- **Tekst**:
^^^^^^^^^^^^^^^^

Sociale geschiedenis van het Romeinse rijk/Publieke opinie
14. Publieke opinie
Romeinen hadden nauwelijks een privéleven. Iedereen bemoeide zich met iedereen. De sociale controle was enorm. Een vrouw wier man was gekruisigd kon maar beter verhuizen naar een andere stad. Op de huizen in de straten schreef en tekende iedereen wat er maar in hem opkwam.
Grafschriften
[bewerken]De berm van de weg was publiek bezit en vlak buiten de stadsmuren lagen aan weerszijden van de weg de graven met hun grafstenen. Veel Romeinen hadden de gewoonte om hier af en toe een stukje te gaan lezen. De teksten op deze grafstenen concurreerden met elkaar om de aandacht. Ze waren er niet om de smart van de nabestaanden tot uitdrukking te brengen. De voorbijganger werd gegroet en kreeg iets te horen van of over de dode. Zijn ereambten, zijn trouw aan zijn verwanten, dat hij een goed mens was geweest. Ook eenvoudige mensen hadden grafschriften met boodschappen aan de voorbijganger, zoals: "werk niet te hard, amuseer je goed, want we gaan allemaal dood", of "pas op met artsen, want nadat ik in hun handen ben gevallen, ben ik gestorven", "X, die ik heb vrijgelaten, is een ondankbare hond", "mijn overspelige dochter Y heb ik onterfd", "mijn baby is gestorven door de bezweringen van Z". Romeinen hielden de vuile was niet binnen. Er waren zelfs erotische grafschriften.
Publieke opinie
[bewerken]Rome werd niet geleid door burgerlijk recht. Men gehoorzaamde de leidende klasse. Er golden eigenlijk maar weinig regels behalve het recht van de sterkste. Zoals het openbare leven gehoorzaamde aan de leidende klasse, zo gehoorzaamde het persoonlijke leven aan de publieke opinie.

^^^^^^^^^^^^^^^^

- **Gegevens**:
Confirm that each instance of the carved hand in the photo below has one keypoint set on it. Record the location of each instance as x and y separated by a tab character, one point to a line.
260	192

^^^^^^^^^^^^^^^^

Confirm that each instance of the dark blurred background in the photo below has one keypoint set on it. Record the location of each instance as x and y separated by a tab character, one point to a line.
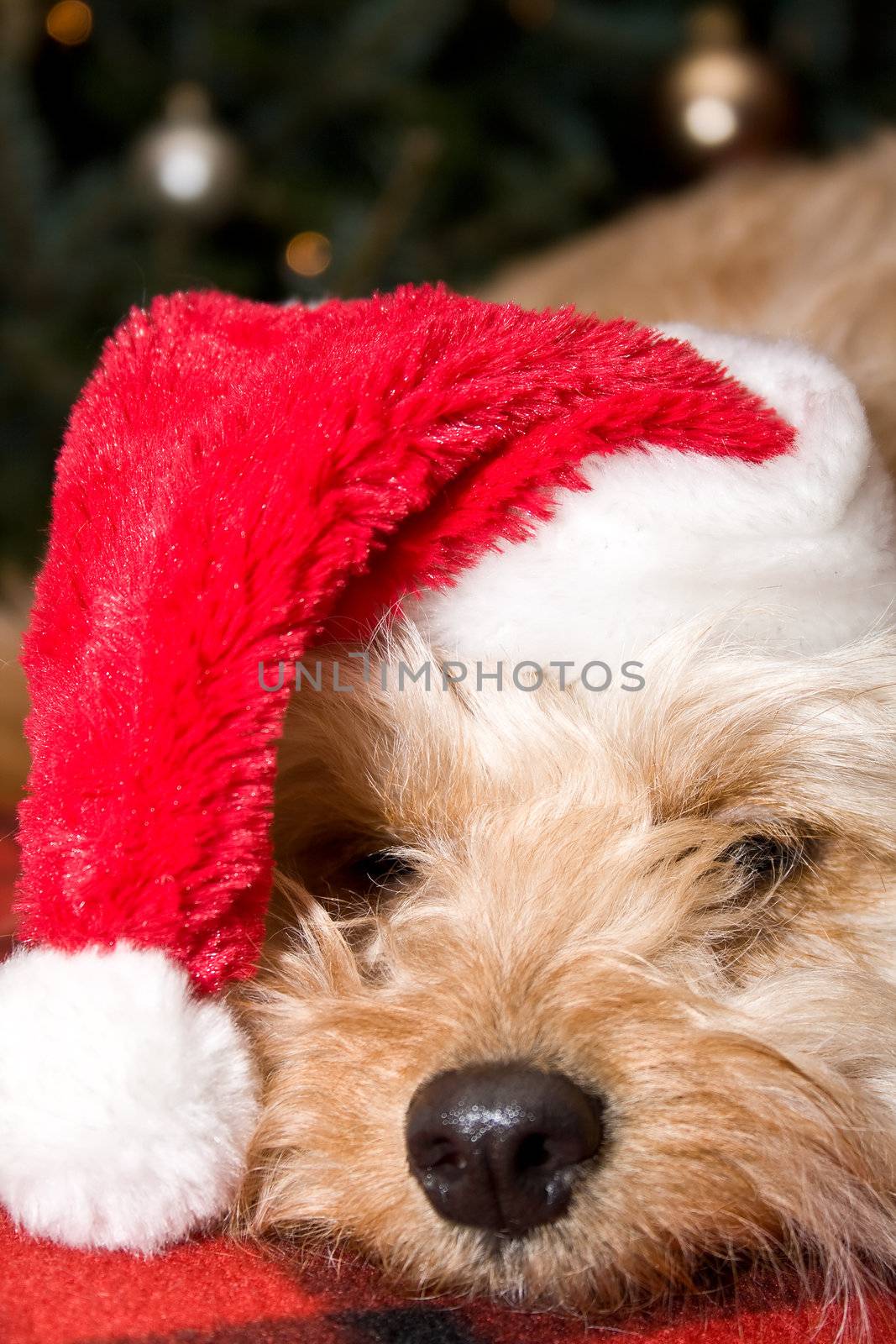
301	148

^^^^^^^^^^^^^^^^

- **Opdrachten**:
(a) Wat lag er volgens de tekst over de Romeinse publieke opinie vlak buiten de stadsmuren aan weerszijden van de weg?
(b) Geef uit de tekst over de Romeinse publieke opinie letterlijk het stuk terug van "Sociale geschiedenis van" tot "in hem opkwam.".
(c) Hervat de tekst over de Romeinse publieke opinie na de laatste zin.
De gegevens spelen hierbij geen rol.

- **Antwoorden per opdracht**:
(a) De graven met hun grafstenen.

(b)
Sociale geschiedenis van het Romeinse rijk/Publieke opinie
14. Publieke opinie
Romeinen hadden nauwelijks een privéleven. Iedereen bemoeide zich met iedereen. De sociale controle was enorm. Een vrouw wier man was gekruisigd kon maar beter verhuizen naar een andere stad. Op de huizen in de straten schreef en tekende iedereen wat er maar in hem opkwam.

(c)
In de Romeinse maatschappij weerklonken talloze morele vermaningen. Men moest niet te snel boos worden, niet de vrouw van een ander begeren. Het was een compliment als van iemand gezegd werd dat zijn vrouw niet te koop was, dat hij nooit iemands schandknaap was geweest et cetera. De publieke opinie kon mensen stevig veroordelen (reprehensio). Ieder huwelijk, iedere scheiding, elk testament werd beoordeeld door het publiek. Dit had geleid tot een soort zelfcensuur, vaak zelfs een vorm van schaamte die als eervol werd beschouwd. Plinius schreef een soort handboek (brieven) over hoe een senator zich gedragen moest.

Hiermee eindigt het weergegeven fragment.